PROBLEM REQUIREMENTS: Lines from the line with "line as [354,204]." to the line with "line as [1,200]." in the entries below, and only those, must be output exactly, with both ends included.

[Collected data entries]
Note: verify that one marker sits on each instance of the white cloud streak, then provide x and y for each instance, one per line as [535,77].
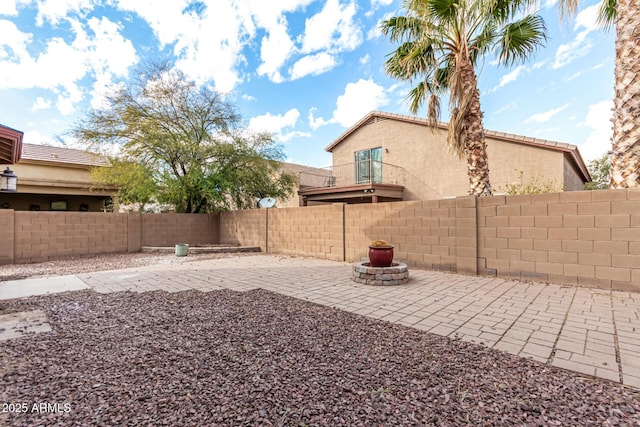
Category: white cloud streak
[546,115]
[358,99]
[598,141]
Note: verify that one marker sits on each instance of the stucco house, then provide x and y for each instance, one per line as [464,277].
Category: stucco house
[392,157]
[55,178]
[10,145]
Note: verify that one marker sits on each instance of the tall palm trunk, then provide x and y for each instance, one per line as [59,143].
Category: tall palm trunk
[475,145]
[625,162]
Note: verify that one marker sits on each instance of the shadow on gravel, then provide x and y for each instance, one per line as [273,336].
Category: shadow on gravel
[259,358]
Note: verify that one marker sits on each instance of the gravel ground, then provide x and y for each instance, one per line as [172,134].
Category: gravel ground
[84,264]
[256,358]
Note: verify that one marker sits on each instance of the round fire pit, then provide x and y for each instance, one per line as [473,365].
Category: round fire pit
[397,274]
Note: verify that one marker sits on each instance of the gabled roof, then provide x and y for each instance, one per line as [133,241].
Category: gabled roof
[46,153]
[10,145]
[570,150]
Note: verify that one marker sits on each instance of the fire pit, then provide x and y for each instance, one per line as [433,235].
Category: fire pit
[396,274]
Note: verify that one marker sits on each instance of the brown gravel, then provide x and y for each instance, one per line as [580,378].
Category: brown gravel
[226,358]
[84,264]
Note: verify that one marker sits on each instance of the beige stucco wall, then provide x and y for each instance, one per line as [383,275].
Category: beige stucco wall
[40,183]
[54,178]
[425,157]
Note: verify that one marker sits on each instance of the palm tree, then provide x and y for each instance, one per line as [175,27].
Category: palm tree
[625,159]
[440,44]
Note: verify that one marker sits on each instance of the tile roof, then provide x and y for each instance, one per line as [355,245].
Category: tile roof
[62,155]
[10,145]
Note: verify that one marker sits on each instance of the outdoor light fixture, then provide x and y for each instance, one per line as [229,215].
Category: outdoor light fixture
[8,181]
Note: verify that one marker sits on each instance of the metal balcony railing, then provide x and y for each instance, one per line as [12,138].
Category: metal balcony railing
[364,172]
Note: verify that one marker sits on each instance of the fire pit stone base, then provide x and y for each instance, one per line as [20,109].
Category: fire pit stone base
[396,274]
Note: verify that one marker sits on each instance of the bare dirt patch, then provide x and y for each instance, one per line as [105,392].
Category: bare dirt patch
[88,263]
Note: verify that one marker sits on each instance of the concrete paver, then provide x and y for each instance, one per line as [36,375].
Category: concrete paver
[590,331]
[12,289]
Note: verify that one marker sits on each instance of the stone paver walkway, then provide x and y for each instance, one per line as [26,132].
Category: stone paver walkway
[591,331]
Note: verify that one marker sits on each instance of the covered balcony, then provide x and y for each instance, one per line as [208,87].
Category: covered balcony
[364,181]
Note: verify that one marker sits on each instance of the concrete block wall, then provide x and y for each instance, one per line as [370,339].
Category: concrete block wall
[245,228]
[584,238]
[27,236]
[315,231]
[40,236]
[7,228]
[169,229]
[423,233]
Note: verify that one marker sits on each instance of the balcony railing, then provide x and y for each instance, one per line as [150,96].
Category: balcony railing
[364,172]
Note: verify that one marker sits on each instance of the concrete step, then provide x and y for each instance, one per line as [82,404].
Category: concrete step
[213,249]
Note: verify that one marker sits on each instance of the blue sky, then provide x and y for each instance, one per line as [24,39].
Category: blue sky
[304,70]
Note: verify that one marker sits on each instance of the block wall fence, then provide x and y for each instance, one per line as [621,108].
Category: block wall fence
[580,238]
[39,236]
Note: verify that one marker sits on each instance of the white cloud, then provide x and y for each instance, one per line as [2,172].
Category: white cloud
[588,18]
[509,77]
[274,123]
[547,115]
[275,50]
[333,29]
[508,107]
[278,125]
[41,104]
[312,65]
[316,122]
[598,141]
[376,3]
[358,99]
[36,137]
[539,64]
[61,66]
[55,10]
[580,46]
[569,52]
[10,7]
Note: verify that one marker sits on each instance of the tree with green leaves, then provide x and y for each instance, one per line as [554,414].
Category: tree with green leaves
[182,144]
[440,44]
[600,171]
[625,157]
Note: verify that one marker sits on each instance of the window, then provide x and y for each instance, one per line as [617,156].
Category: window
[368,166]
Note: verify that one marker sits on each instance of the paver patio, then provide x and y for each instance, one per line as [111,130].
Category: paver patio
[591,331]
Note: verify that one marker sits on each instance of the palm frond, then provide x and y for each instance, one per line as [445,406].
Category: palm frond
[520,39]
[568,8]
[607,14]
[401,28]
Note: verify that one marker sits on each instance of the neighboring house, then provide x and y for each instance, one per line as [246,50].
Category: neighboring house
[10,146]
[308,177]
[392,157]
[54,178]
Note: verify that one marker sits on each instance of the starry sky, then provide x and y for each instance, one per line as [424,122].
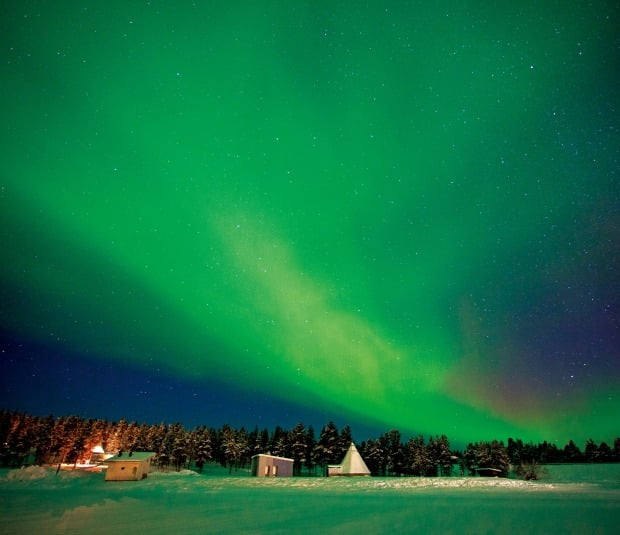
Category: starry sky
[387,214]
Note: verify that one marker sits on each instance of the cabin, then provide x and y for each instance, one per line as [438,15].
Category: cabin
[129,466]
[351,465]
[271,466]
[488,472]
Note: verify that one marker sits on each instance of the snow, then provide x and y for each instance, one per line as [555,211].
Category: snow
[571,500]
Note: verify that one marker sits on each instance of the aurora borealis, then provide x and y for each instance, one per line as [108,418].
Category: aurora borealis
[389,214]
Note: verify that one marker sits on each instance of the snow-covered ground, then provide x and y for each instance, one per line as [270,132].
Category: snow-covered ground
[573,499]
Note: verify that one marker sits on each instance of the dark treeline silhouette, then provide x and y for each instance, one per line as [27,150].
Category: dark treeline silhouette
[26,439]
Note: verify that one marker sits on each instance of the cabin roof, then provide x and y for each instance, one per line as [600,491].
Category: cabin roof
[128,456]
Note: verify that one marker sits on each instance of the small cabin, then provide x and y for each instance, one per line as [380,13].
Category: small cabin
[271,466]
[129,466]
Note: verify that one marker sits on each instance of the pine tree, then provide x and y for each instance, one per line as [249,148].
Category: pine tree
[298,447]
[326,449]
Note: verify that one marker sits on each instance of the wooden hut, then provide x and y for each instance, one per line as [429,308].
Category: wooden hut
[352,465]
[271,466]
[129,466]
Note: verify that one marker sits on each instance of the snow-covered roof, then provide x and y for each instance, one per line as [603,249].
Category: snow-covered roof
[127,456]
[272,457]
[353,464]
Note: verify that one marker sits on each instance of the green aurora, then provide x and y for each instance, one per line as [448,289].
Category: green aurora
[402,213]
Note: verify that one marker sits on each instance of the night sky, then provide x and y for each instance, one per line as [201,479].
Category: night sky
[386,214]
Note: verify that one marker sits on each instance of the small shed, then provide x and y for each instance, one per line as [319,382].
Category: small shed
[269,465]
[129,466]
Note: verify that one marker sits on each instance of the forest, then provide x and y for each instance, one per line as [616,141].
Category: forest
[27,439]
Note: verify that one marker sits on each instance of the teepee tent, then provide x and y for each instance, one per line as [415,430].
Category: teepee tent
[352,464]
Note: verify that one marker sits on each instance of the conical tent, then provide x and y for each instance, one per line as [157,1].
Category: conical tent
[353,464]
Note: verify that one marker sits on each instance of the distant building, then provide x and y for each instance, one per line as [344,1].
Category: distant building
[351,465]
[129,466]
[271,466]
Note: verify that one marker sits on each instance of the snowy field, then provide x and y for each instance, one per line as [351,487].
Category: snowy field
[572,499]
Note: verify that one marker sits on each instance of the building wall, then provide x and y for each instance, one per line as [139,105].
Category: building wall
[127,470]
[270,466]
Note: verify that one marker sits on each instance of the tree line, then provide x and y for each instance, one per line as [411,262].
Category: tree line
[26,439]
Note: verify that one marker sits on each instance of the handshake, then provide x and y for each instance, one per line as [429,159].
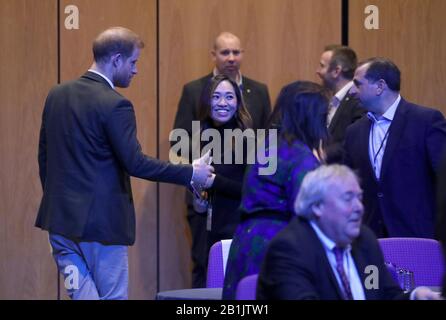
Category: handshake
[203,176]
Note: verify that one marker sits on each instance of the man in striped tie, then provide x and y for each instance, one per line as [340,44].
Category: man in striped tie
[326,253]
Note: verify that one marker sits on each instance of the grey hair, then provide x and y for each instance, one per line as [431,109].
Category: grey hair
[314,187]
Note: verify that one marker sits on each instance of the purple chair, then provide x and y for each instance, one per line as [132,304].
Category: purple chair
[246,288]
[218,256]
[421,256]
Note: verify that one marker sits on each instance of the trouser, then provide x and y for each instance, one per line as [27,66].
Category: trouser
[91,270]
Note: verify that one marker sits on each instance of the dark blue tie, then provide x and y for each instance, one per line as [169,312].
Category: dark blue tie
[339,253]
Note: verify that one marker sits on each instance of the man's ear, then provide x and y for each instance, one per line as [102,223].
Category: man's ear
[317,209]
[116,60]
[381,86]
[213,54]
[336,71]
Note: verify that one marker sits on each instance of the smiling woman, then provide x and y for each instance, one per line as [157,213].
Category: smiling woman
[221,109]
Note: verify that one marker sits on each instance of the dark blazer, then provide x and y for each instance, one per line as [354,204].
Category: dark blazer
[402,203]
[255,95]
[296,267]
[349,111]
[87,151]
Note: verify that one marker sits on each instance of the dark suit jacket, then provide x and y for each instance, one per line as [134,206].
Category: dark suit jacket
[255,95]
[87,151]
[348,112]
[402,203]
[296,267]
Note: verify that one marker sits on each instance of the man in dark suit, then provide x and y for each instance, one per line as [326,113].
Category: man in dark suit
[325,253]
[87,151]
[396,150]
[336,69]
[227,55]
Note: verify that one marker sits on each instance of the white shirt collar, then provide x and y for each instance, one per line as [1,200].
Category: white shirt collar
[103,76]
[389,114]
[343,92]
[326,241]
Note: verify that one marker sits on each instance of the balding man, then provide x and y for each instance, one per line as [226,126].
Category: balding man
[227,54]
[336,69]
[396,150]
[87,152]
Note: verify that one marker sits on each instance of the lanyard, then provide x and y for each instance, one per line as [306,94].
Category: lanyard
[375,155]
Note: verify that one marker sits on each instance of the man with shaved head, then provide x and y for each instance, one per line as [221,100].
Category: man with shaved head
[87,152]
[227,54]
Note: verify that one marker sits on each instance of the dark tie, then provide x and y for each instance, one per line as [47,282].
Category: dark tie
[341,272]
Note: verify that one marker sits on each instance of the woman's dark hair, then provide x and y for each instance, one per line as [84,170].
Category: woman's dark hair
[300,113]
[242,116]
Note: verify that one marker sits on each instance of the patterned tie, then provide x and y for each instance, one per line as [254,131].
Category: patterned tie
[334,104]
[339,253]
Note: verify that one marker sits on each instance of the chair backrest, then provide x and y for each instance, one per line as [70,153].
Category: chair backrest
[246,288]
[218,257]
[421,256]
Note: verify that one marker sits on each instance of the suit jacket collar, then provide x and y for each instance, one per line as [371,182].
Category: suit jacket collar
[396,130]
[339,114]
[95,77]
[313,238]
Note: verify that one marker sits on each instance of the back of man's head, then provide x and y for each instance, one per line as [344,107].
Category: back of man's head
[115,40]
[344,57]
[382,68]
[315,185]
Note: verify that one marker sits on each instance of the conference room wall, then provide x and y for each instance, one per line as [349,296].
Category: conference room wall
[282,41]
[411,34]
[28,69]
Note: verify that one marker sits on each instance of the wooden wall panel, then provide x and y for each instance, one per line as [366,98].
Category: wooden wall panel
[411,34]
[283,40]
[28,33]
[76,58]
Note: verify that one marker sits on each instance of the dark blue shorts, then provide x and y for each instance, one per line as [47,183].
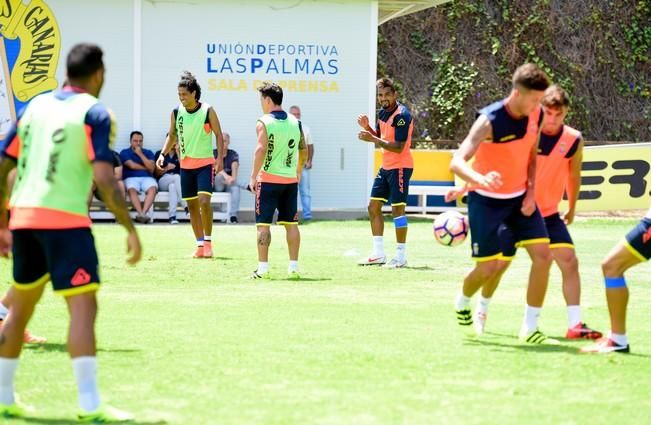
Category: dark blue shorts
[67,257]
[639,240]
[392,185]
[492,219]
[197,180]
[276,196]
[559,236]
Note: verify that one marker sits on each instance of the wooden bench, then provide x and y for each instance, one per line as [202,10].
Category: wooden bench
[221,200]
[423,191]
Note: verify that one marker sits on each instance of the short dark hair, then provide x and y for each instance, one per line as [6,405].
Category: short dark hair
[84,59]
[384,83]
[273,91]
[530,77]
[189,82]
[556,97]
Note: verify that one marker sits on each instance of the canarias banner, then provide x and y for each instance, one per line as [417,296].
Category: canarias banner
[29,54]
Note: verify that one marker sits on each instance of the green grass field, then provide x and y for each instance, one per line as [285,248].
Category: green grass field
[186,341]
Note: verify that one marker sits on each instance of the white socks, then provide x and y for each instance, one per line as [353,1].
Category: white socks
[531,316]
[85,369]
[462,302]
[293,266]
[7,374]
[573,316]
[401,252]
[378,246]
[482,305]
[620,339]
[263,267]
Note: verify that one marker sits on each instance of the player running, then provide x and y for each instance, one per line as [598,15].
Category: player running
[504,141]
[558,169]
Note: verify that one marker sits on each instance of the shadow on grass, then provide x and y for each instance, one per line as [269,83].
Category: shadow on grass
[63,421]
[58,347]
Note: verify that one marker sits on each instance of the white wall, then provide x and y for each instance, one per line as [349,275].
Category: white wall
[177,35]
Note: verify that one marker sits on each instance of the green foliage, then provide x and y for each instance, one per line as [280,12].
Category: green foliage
[598,50]
[453,83]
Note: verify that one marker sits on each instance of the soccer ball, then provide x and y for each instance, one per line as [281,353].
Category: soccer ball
[450,228]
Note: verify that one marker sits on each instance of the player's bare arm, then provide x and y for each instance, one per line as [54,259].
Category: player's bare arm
[480,132]
[6,165]
[363,122]
[217,130]
[258,154]
[110,193]
[170,140]
[574,183]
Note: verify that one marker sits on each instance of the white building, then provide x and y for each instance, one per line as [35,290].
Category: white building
[322,52]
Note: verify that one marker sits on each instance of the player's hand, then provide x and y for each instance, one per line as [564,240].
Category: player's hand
[219,165]
[362,120]
[366,136]
[455,193]
[491,180]
[133,248]
[253,185]
[5,243]
[528,205]
[568,217]
[160,161]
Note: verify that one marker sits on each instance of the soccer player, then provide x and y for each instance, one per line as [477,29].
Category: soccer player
[60,143]
[393,135]
[7,298]
[192,123]
[279,157]
[504,142]
[634,249]
[558,168]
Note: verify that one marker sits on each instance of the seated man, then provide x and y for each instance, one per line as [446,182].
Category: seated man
[169,179]
[138,174]
[226,180]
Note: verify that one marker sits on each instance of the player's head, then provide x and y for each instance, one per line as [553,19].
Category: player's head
[271,96]
[296,111]
[136,139]
[387,95]
[555,103]
[529,85]
[85,68]
[189,90]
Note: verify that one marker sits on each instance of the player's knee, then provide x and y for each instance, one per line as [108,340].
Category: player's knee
[400,222]
[611,268]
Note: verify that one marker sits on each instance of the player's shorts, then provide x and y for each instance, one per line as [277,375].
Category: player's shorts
[392,185]
[638,240]
[559,236]
[140,184]
[197,180]
[490,220]
[67,257]
[276,196]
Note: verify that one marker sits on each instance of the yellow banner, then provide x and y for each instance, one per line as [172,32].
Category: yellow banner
[615,177]
[40,43]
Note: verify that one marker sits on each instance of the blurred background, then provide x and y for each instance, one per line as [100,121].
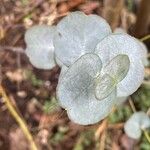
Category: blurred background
[32,91]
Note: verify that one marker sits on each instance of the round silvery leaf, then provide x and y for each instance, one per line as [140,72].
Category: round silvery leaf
[76,82]
[119,30]
[118,67]
[138,121]
[76,88]
[105,85]
[121,100]
[75,36]
[40,49]
[116,44]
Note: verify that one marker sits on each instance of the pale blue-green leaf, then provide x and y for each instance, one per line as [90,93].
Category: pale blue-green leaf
[75,91]
[76,82]
[76,36]
[105,85]
[118,67]
[40,49]
[116,44]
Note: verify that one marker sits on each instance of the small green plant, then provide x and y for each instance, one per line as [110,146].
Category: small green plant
[137,122]
[98,67]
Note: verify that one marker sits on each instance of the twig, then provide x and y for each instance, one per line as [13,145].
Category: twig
[146,135]
[101,128]
[18,119]
[11,48]
[102,140]
[132,105]
[145,38]
[134,110]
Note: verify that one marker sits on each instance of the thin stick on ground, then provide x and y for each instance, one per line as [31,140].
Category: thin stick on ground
[145,38]
[134,110]
[18,119]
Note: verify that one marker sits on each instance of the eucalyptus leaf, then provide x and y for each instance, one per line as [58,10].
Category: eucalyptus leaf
[76,88]
[77,81]
[75,36]
[40,49]
[118,67]
[117,44]
[136,123]
[105,85]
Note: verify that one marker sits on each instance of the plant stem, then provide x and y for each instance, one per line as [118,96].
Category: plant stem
[134,110]
[18,119]
[145,38]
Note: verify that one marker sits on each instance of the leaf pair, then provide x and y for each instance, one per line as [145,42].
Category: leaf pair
[86,95]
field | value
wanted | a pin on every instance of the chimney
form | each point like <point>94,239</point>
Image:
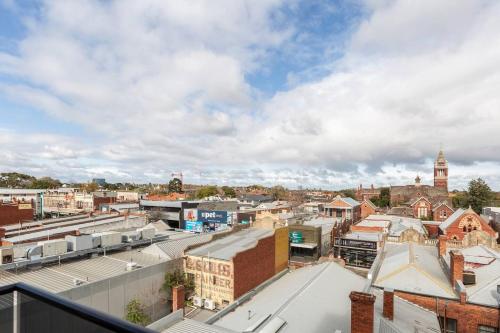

RESULT OF THE EXERCISE:
Note: verify that one marker sits on each instance of the dark blazer, then provide x and y for each instance, one per line as [354,204].
Category: dark blazer
[402,203]
[255,95]
[296,267]
[349,111]
[87,151]
Note: verify that one marker sits on each instance of the dark suit jacket, then provide x and y for each instance, one per line as [134,206].
Category: dark suit jacket
[255,95]
[87,151]
[348,112]
[402,203]
[296,267]
Note: verify that one marker sits on each instance of the man in dark suit, then provide x and y for each instance, one per line as [326,113].
Category: man in dark suit
[325,253]
[87,151]
[396,150]
[336,69]
[227,55]
Note: verify that one marker sits on each instance of the white shirt collar, then provide x and y for each instance, one per line as [1,200].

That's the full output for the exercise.